What the task asks
Rewrite all the rows below, requests included, and increase every point coordinate in the answers by 60. Leave the pictures out.

Extracted records
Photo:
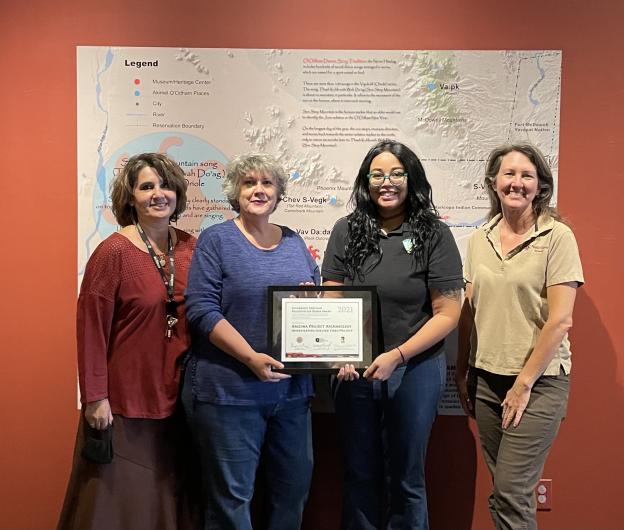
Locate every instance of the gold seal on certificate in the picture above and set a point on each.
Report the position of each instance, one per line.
(319, 329)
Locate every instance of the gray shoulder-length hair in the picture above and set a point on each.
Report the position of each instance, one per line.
(242, 165)
(541, 202)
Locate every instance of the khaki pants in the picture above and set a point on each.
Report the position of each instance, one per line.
(516, 456)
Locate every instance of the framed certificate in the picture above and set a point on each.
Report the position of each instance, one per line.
(317, 329)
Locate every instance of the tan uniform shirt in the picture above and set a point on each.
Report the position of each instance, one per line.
(509, 301)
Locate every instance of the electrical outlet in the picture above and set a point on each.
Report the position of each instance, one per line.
(543, 493)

Reply to the task
Photo:
Locate every instance of the gold seal on certificate in the picture above and set a point on each.
Report the position of each instance, one per line.
(379, 389)
Locate every instance of the gray shoulder-length hair in the picture above and set a point on each.
Report the position of each instance, one per line.
(302, 225)
(601, 262)
Locate every instance of the khaki pants in the picture above and set a point on each.
Report the position of each instance, one per line.
(576, 516)
Locate every instance of the framed certificate in the picture above and set a point on each.
Report the position of each instance, one per line.
(377, 389)
Locate every instance of the tan uniform shirt in the picture above and set a point on each.
Report the position of each instance, one per line.
(569, 361)
Locate every instance of the electrical outlet in the picture above and set a point on each.
Report the position of each instance, one per line.
(603, 553)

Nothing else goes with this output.